- [Exercise details]:
Show every line of the data below that contains the word "roadside". Case counts.

[START OF Record list]

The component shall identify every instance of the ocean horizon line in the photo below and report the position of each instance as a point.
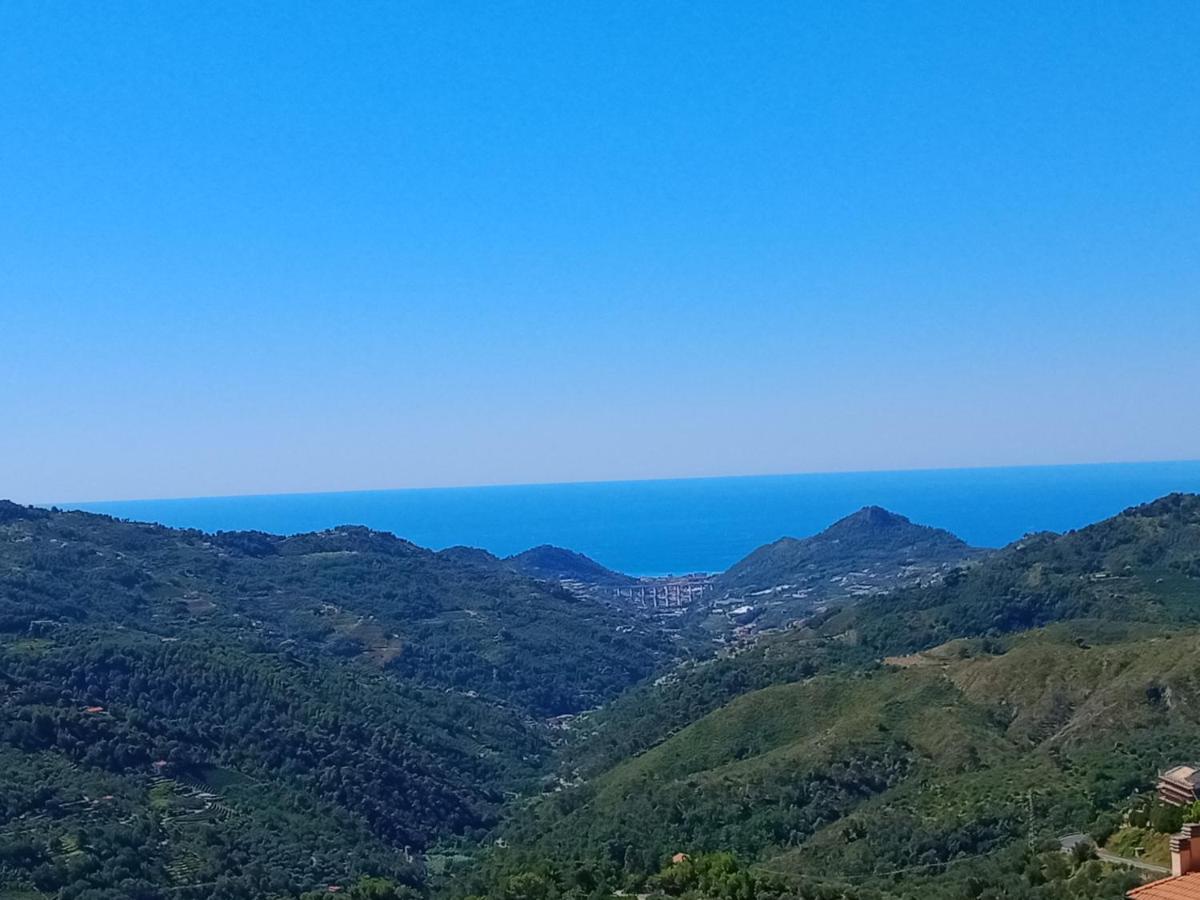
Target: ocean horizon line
(612, 481)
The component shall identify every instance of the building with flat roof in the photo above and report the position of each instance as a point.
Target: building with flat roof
(1177, 786)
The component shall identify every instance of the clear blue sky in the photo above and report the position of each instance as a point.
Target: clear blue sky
(256, 247)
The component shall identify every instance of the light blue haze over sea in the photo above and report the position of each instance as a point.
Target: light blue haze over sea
(693, 525)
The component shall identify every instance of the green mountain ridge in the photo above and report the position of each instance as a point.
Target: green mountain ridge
(270, 714)
(868, 552)
(954, 725)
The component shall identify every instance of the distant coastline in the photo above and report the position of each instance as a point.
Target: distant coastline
(676, 526)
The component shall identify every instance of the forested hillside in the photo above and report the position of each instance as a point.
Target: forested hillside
(869, 552)
(259, 715)
(921, 744)
(246, 715)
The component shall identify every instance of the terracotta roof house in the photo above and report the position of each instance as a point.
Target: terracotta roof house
(1185, 881)
(1179, 786)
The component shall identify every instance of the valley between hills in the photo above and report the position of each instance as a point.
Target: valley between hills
(879, 711)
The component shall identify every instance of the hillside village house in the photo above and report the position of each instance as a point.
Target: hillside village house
(1177, 786)
(1185, 880)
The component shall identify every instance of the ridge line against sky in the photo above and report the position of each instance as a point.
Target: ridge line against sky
(589, 483)
(247, 249)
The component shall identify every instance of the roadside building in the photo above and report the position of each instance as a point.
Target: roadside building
(1185, 880)
(1179, 786)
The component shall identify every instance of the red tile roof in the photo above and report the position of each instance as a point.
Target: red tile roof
(1181, 887)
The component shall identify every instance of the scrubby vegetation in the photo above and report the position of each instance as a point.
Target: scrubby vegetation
(245, 715)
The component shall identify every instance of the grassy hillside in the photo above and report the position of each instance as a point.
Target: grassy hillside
(258, 715)
(559, 564)
(957, 724)
(865, 553)
(1141, 565)
(959, 754)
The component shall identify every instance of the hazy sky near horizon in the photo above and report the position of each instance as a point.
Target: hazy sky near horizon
(257, 247)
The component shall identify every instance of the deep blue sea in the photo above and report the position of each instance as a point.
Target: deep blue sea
(693, 525)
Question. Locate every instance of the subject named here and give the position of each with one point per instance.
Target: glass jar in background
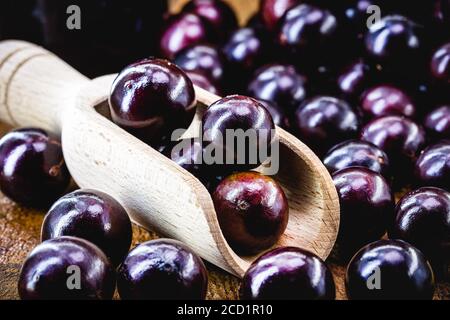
(113, 33)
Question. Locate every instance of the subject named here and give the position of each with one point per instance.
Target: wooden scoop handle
(35, 85)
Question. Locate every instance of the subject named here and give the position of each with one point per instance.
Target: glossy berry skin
(437, 123)
(423, 219)
(367, 205)
(200, 80)
(204, 59)
(217, 12)
(322, 122)
(442, 14)
(94, 216)
(306, 28)
(355, 17)
(288, 273)
(238, 113)
(162, 269)
(404, 272)
(440, 64)
(272, 11)
(32, 168)
(252, 210)
(356, 153)
(354, 79)
(433, 166)
(384, 100)
(279, 83)
(245, 50)
(395, 42)
(46, 273)
(182, 31)
(188, 154)
(278, 115)
(401, 138)
(150, 98)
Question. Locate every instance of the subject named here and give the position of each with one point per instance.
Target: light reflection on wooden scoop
(38, 89)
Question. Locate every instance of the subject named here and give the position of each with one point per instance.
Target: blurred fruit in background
(113, 33)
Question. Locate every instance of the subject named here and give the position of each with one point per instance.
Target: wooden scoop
(38, 89)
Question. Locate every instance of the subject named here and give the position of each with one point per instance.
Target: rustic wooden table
(20, 232)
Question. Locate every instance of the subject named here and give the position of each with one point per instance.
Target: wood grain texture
(20, 227)
(156, 192)
(20, 233)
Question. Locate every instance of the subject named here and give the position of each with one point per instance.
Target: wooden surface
(156, 192)
(20, 231)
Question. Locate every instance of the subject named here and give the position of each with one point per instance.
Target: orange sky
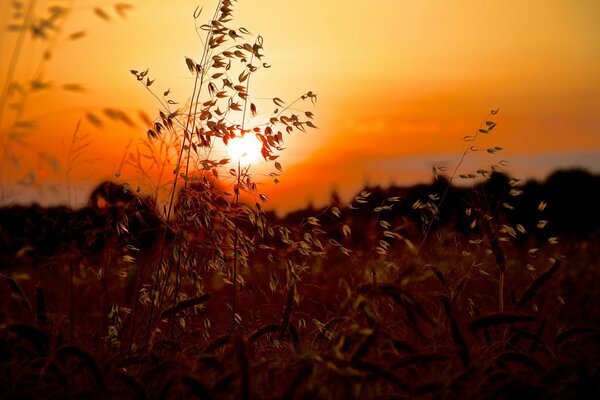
(399, 82)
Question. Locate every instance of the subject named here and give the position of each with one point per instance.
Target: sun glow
(246, 150)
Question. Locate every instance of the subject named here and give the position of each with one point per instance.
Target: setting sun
(245, 149)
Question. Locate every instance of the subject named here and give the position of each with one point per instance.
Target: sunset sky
(399, 84)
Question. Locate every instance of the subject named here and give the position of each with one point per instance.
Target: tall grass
(208, 297)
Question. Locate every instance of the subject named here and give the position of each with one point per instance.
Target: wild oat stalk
(214, 113)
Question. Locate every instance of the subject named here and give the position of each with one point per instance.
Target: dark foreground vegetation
(493, 294)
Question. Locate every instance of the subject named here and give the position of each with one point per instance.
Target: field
(177, 282)
(462, 319)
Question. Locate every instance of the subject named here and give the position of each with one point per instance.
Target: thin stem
(449, 185)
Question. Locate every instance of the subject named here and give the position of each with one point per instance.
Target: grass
(436, 292)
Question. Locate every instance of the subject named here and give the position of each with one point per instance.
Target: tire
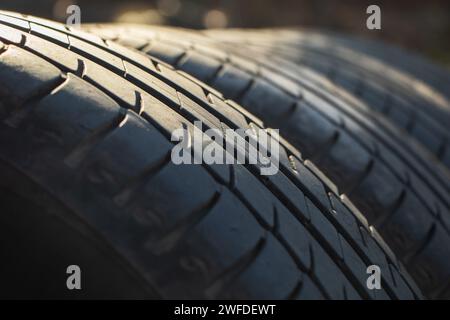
(372, 72)
(89, 122)
(386, 174)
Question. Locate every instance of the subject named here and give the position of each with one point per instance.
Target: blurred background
(420, 25)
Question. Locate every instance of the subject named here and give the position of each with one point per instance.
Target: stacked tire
(86, 119)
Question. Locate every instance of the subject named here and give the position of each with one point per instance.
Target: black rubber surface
(90, 123)
(390, 177)
(390, 81)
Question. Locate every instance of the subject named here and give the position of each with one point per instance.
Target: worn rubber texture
(90, 122)
(384, 173)
(410, 102)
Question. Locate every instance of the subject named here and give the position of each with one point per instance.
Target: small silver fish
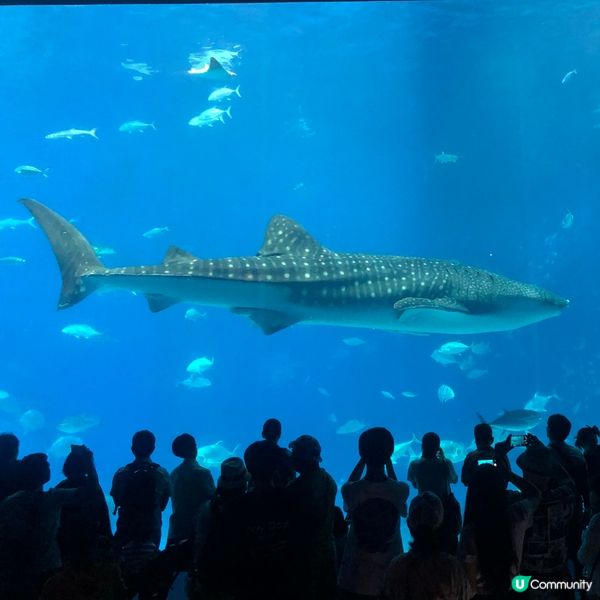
(223, 93)
(12, 259)
(30, 170)
(444, 158)
(567, 220)
(154, 232)
(69, 134)
(135, 127)
(569, 76)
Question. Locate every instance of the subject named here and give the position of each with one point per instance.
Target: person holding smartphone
(484, 441)
(491, 543)
(433, 472)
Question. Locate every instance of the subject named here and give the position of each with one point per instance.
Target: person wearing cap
(491, 542)
(285, 472)
(425, 572)
(313, 497)
(191, 484)
(219, 558)
(545, 549)
(374, 505)
(268, 528)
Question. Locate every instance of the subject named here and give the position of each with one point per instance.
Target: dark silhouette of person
(219, 552)
(340, 536)
(192, 485)
(494, 529)
(484, 442)
(589, 553)
(587, 442)
(433, 472)
(90, 573)
(9, 452)
(29, 520)
(268, 525)
(271, 432)
(313, 497)
(141, 491)
(374, 505)
(545, 549)
(90, 513)
(570, 458)
(425, 572)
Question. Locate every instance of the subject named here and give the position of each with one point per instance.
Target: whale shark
(294, 279)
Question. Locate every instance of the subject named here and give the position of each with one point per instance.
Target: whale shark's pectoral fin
(175, 254)
(158, 302)
(445, 304)
(270, 321)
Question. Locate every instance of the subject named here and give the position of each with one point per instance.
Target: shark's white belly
(277, 297)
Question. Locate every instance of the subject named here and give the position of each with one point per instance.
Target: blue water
(344, 108)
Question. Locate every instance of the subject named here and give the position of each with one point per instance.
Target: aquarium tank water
(173, 137)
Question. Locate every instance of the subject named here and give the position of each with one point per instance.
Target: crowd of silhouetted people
(270, 528)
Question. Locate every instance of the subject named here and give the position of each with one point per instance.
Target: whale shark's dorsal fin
(175, 254)
(285, 236)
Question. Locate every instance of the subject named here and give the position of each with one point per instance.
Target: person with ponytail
(425, 571)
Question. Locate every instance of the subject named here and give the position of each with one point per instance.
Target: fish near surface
(294, 279)
(518, 420)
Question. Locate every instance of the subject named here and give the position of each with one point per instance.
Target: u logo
(520, 583)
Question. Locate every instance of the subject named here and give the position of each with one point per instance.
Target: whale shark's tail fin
(74, 254)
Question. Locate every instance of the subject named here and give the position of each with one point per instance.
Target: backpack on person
(139, 490)
(375, 522)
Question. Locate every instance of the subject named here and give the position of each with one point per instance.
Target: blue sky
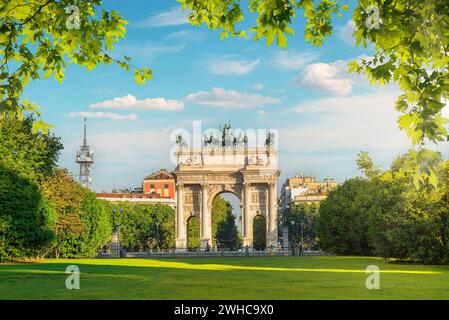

[END OF Record list]

- [Answer]:
The component shall identify every instance of the roadside building in the photo above and report the position of each instance as a point.
Target: roadside building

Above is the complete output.